**WHAT YOU NEED TO DO**
Write out, unchanged, the lines from the one holding "Can you find the sunlit" to the close of the listing. Both the first and last lines belong in it.

**AVAILABLE RECORDS**
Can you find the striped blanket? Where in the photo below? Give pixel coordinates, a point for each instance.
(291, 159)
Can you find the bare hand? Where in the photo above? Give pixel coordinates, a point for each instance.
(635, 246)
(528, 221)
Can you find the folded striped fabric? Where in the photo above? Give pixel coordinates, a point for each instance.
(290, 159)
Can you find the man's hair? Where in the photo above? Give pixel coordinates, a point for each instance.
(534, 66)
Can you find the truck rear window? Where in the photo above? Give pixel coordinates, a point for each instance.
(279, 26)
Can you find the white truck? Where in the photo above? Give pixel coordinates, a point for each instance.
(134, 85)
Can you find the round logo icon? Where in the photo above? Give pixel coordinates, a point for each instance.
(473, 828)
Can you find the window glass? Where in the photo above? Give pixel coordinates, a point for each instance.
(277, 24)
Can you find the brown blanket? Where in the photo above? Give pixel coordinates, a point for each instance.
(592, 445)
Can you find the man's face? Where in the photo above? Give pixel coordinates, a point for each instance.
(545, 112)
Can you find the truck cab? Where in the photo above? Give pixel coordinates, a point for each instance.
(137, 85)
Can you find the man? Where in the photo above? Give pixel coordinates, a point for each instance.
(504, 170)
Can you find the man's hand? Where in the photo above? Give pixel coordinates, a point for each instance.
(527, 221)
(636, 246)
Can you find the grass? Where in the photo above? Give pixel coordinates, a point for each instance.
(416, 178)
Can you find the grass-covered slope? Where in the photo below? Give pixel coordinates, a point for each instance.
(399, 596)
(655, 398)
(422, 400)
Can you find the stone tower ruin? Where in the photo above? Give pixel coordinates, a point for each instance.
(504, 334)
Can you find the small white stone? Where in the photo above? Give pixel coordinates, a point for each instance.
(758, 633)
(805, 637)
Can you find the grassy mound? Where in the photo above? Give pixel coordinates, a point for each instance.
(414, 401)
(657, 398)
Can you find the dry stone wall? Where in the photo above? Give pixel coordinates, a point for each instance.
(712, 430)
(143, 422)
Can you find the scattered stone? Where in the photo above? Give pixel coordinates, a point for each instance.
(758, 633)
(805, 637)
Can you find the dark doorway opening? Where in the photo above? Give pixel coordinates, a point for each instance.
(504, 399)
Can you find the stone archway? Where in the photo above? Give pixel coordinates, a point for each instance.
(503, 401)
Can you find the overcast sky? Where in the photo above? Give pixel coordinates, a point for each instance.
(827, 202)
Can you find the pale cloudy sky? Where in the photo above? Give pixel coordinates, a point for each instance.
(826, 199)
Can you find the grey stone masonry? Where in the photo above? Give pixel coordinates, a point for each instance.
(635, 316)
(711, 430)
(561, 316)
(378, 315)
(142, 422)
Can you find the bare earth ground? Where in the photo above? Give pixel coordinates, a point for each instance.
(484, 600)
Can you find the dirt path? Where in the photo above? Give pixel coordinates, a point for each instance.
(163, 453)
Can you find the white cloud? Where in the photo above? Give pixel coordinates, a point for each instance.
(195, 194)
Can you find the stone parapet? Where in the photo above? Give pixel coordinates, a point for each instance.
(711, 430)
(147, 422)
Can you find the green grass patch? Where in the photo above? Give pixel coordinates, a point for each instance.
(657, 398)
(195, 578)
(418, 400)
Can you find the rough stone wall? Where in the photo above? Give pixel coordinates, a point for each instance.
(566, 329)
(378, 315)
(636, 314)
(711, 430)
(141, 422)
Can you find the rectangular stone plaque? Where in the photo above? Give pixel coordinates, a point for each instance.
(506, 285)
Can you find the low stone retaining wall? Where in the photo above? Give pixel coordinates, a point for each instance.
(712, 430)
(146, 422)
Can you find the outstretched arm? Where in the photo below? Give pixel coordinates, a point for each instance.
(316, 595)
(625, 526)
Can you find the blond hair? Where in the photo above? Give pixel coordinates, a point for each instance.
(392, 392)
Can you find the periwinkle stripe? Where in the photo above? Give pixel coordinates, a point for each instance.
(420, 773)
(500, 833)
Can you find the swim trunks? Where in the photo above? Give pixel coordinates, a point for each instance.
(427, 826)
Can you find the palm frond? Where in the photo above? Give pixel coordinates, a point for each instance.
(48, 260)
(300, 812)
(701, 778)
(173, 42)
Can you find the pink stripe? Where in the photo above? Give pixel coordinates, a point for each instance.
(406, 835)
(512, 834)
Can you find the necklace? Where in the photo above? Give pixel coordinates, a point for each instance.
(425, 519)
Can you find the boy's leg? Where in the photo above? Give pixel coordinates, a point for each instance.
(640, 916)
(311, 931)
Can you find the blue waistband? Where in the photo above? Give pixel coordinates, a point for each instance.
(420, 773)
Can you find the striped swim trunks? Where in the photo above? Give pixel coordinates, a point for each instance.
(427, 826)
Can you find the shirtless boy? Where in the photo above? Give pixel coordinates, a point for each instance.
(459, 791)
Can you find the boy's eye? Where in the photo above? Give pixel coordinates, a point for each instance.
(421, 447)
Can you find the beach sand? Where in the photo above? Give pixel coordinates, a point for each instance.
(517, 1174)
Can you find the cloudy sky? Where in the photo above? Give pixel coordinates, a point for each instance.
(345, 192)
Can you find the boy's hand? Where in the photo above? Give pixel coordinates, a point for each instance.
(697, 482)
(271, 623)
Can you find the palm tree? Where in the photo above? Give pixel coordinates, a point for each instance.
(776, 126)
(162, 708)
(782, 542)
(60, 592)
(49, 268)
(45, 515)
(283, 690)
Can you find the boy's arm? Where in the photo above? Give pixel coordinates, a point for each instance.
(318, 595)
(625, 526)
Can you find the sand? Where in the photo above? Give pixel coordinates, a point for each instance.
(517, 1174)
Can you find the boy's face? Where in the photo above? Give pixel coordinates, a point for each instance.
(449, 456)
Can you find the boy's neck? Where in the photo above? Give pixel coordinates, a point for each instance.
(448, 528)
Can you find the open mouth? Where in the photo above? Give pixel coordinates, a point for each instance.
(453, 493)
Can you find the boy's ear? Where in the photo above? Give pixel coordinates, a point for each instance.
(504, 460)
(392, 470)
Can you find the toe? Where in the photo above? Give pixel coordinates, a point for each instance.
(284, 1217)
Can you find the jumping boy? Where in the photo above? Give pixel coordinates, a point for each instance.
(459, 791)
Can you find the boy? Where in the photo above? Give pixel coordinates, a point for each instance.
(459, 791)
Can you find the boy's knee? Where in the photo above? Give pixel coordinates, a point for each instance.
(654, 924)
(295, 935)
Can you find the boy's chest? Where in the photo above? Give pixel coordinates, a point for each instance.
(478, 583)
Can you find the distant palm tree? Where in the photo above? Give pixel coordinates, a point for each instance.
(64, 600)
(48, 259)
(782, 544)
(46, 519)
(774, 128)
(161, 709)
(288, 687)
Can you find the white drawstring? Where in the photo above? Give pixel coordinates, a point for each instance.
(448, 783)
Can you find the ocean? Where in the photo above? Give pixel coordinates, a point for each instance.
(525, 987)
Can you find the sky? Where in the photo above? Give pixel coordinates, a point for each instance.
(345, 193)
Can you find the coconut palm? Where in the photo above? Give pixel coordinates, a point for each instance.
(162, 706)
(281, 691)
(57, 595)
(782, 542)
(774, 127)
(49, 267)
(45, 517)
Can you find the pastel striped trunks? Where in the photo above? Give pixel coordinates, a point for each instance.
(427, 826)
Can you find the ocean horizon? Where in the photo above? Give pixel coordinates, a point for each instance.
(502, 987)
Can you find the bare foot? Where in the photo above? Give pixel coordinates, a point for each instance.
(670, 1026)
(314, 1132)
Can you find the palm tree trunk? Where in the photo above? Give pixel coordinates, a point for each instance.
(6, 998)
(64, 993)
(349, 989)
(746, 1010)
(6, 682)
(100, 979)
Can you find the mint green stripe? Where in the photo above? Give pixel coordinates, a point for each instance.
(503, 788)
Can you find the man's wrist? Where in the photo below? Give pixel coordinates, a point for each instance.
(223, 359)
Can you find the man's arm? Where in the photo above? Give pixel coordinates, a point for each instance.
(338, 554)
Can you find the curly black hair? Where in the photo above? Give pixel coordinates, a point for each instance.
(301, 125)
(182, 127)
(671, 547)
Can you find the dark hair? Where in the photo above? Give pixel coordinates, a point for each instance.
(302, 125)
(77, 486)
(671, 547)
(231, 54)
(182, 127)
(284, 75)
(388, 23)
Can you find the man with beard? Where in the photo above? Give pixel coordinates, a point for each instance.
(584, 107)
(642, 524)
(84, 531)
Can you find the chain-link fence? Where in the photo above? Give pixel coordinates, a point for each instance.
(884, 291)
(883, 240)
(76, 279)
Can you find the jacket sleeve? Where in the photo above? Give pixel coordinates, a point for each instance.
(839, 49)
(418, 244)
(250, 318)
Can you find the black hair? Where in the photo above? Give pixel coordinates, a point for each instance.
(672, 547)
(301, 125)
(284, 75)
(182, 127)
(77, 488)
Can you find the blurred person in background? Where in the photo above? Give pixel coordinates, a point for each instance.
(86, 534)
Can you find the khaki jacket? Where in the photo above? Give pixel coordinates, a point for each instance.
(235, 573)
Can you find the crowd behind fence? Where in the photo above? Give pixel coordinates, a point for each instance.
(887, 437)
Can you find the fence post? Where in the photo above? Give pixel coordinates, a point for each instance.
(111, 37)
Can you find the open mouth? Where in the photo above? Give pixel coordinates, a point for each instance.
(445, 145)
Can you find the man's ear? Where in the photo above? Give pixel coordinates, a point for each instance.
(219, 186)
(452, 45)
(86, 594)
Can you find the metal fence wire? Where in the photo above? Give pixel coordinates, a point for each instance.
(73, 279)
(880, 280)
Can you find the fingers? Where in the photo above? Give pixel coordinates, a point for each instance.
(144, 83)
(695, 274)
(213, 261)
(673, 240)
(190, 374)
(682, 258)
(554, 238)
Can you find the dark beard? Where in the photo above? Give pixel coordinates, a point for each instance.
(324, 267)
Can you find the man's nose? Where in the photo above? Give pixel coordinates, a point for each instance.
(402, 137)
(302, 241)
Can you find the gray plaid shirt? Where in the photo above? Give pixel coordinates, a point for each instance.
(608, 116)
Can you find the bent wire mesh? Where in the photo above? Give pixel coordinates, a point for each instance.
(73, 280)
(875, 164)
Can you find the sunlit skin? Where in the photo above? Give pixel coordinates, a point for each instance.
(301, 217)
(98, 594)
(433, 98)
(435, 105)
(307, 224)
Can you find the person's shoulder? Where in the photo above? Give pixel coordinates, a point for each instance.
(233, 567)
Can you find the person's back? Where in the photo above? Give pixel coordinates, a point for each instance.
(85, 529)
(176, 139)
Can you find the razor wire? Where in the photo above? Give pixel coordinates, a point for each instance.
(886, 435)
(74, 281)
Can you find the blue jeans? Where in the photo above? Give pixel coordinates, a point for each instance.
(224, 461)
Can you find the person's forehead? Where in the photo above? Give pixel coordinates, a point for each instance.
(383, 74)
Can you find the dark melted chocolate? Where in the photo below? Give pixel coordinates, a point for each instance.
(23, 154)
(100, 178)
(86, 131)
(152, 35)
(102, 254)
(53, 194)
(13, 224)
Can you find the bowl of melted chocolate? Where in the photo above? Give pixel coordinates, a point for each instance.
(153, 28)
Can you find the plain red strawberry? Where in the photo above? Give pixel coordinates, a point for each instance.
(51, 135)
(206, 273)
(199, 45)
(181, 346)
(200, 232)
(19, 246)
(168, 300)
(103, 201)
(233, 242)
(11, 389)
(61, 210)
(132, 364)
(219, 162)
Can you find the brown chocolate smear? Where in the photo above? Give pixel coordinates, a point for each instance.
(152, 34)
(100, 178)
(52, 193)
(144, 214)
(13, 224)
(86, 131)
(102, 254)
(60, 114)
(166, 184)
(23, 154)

**FULL ANSWER**
Can you find the sunlit skin? Where in the photo above? Give pixel coordinates, a point for each instance.
(301, 217)
(98, 594)
(433, 98)
(435, 105)
(307, 224)
Can you find the person's shoulder? Where in the photo above? Give pixel coordinates, a point for each instance.
(233, 567)
Can you find the person's back? Where in the photo above? Give pixel coordinates, a point for each instance.
(85, 529)
(176, 139)
Can you find the razor wire? Where in the photo above? Give pixel coordinates, a point for each instance.
(886, 435)
(74, 281)
Can you find the blue jeans? Where in the photo above? Give pixel coordinates, a point for each instance.
(224, 461)
Can you find the person's forehead? Where in the photo above? Give pixel coordinates, a point for each instance.
(383, 74)
Can you find the dark melted chocolate? Where in the photo below? Give pixel coordinates, a point for each instance.
(23, 154)
(100, 178)
(86, 131)
(152, 35)
(102, 254)
(53, 194)
(13, 224)
Can you find the bowl of melted chocolate? Where in the photo above? Give pixel coordinates, a point for each instance.
(153, 28)
Can you find the plain red strawberry? Where in the photo above? Give pixel coordinates, a point for each instance.
(51, 135)
(206, 273)
(199, 45)
(181, 346)
(200, 232)
(19, 246)
(168, 300)
(103, 201)
(233, 242)
(11, 389)
(61, 210)
(132, 364)
(219, 162)
Can you find the brown chocolate smear? Where in the photo above? Give pixel coordinates, a point for each instance.
(152, 34)
(100, 178)
(52, 193)
(144, 214)
(13, 224)
(86, 131)
(102, 254)
(60, 114)
(166, 184)
(23, 154)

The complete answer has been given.